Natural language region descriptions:
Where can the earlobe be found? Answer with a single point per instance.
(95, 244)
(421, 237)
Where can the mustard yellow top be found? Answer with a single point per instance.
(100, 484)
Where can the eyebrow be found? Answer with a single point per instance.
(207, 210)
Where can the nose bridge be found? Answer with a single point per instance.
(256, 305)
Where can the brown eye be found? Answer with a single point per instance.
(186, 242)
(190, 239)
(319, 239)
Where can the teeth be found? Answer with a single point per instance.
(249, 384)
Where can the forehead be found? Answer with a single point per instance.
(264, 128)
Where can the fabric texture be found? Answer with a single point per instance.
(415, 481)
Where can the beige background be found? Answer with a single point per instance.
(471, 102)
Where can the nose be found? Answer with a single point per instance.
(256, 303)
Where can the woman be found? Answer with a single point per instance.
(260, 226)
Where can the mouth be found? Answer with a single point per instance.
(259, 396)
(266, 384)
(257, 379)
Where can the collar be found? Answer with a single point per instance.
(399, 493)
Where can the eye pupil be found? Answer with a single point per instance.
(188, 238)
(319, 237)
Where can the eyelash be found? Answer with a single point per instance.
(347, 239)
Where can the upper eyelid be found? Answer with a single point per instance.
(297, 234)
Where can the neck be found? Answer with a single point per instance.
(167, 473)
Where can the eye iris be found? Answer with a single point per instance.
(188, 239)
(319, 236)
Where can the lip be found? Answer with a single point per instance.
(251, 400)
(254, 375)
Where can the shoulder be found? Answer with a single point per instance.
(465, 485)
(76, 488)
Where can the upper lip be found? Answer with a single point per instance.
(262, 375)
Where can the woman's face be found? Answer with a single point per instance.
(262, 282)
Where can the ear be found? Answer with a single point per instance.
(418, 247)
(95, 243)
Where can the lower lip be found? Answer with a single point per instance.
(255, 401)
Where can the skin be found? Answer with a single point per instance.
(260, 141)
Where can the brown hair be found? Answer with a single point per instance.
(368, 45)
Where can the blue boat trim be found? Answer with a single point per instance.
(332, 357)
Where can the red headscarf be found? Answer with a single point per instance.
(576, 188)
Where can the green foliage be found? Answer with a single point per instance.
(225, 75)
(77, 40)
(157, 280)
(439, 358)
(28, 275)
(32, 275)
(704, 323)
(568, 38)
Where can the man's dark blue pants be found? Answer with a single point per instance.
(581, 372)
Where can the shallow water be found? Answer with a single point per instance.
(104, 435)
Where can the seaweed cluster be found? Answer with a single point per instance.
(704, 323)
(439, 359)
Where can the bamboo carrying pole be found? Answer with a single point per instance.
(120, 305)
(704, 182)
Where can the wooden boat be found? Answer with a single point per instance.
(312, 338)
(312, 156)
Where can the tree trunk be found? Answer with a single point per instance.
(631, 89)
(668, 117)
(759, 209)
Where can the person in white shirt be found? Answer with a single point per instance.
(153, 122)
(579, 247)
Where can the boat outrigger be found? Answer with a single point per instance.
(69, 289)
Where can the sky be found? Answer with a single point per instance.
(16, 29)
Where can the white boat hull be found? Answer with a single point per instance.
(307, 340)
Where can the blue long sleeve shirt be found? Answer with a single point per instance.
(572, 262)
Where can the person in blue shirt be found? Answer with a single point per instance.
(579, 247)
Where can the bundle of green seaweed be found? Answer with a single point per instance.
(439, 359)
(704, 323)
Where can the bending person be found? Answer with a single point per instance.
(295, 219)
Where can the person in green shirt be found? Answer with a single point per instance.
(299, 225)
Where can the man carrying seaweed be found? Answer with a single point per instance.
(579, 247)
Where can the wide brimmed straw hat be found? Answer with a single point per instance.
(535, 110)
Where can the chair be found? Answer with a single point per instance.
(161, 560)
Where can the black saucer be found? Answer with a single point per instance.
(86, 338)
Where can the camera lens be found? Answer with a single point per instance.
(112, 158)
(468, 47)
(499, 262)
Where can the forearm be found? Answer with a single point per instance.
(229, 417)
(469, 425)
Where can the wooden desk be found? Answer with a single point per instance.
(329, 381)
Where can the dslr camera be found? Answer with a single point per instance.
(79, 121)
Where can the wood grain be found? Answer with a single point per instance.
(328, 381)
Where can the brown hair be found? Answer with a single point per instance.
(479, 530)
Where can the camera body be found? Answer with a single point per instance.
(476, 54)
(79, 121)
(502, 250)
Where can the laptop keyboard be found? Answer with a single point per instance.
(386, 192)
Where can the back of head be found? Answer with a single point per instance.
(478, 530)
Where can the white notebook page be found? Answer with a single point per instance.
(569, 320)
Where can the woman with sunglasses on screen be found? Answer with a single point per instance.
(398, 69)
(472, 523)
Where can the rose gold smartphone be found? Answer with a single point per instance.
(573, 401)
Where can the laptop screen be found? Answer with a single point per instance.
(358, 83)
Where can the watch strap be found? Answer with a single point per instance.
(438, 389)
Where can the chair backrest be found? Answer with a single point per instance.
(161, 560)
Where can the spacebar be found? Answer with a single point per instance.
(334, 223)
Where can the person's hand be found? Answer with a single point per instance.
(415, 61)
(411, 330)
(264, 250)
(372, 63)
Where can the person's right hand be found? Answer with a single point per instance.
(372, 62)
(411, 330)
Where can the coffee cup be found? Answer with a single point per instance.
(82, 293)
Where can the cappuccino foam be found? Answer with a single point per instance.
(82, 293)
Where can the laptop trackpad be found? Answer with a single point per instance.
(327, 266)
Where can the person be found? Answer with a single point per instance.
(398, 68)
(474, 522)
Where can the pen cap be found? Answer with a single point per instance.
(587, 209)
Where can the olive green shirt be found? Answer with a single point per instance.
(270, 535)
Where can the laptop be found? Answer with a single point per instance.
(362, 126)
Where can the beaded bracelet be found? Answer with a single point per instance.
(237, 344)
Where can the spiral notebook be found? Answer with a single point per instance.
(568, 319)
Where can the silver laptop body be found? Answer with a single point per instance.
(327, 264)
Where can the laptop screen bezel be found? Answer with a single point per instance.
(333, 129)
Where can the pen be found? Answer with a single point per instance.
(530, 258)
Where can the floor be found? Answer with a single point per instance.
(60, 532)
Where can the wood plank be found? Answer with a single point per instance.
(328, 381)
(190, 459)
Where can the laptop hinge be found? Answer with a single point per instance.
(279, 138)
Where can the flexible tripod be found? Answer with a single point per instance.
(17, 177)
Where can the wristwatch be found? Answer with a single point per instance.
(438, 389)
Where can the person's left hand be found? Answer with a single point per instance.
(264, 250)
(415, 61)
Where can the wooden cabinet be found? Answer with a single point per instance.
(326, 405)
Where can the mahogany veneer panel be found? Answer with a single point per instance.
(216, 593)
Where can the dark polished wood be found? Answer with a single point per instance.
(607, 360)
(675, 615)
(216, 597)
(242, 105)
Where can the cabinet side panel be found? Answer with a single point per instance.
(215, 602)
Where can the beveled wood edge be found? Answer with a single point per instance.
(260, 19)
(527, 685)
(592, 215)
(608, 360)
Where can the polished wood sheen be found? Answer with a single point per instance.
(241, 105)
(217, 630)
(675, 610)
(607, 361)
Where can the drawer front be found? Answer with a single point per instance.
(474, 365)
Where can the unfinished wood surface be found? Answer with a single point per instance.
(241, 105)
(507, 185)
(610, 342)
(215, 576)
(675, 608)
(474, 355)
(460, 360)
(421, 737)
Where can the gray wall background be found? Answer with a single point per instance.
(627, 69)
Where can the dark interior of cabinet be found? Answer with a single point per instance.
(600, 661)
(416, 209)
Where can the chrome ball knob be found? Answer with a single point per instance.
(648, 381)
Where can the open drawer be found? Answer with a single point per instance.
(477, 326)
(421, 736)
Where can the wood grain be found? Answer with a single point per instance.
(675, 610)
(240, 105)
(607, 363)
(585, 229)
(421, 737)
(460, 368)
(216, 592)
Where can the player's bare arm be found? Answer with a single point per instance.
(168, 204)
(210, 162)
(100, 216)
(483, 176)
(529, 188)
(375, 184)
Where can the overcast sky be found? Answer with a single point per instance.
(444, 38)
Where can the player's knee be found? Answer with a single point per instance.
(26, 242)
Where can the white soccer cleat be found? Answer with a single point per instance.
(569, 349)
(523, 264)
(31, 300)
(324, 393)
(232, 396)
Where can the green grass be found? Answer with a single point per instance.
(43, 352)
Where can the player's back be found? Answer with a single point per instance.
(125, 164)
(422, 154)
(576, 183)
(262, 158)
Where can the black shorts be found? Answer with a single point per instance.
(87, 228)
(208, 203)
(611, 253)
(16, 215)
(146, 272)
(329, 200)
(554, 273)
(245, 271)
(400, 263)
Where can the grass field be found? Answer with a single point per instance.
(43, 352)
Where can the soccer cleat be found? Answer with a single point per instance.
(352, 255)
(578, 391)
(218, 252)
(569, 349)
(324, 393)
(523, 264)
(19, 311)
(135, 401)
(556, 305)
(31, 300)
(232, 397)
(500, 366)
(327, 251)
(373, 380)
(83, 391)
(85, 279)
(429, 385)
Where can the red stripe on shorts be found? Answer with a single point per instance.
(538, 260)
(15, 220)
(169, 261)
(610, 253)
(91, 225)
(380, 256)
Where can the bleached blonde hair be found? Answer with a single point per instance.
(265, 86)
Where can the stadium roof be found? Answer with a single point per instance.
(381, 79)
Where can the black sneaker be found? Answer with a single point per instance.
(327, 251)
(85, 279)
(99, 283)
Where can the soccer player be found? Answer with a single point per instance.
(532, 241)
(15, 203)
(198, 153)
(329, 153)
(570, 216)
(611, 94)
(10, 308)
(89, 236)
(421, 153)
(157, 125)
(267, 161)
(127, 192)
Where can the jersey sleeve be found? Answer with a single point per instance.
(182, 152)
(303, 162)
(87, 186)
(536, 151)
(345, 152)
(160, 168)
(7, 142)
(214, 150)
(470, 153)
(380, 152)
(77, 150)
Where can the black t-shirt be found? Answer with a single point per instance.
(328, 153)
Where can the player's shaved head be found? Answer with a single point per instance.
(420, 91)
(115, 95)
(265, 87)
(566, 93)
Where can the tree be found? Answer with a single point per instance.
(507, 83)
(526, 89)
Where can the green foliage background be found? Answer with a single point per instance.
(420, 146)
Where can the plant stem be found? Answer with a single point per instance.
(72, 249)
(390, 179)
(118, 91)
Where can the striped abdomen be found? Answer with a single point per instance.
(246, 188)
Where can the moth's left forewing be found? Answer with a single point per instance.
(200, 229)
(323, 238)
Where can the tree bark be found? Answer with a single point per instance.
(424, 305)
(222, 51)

What the task requires:
Only the lines from the one containing "Where can the green foliage background" through the end of the entries above should be written out, exactly and in full.

Finished task:
Where can the green foliage background be found? Answer with a single point per instance.
(420, 146)
Where can the plant stem be found? Answer with a single point per instance.
(72, 249)
(390, 179)
(118, 91)
Where can the striped abdomen be found? Answer with a single point per instance.
(246, 188)
Where can the moth's left forewing be found? Answer with a single point per instance.
(200, 229)
(323, 238)
Where can the tree bark be found? Answer with a single point per instance.
(424, 305)
(222, 51)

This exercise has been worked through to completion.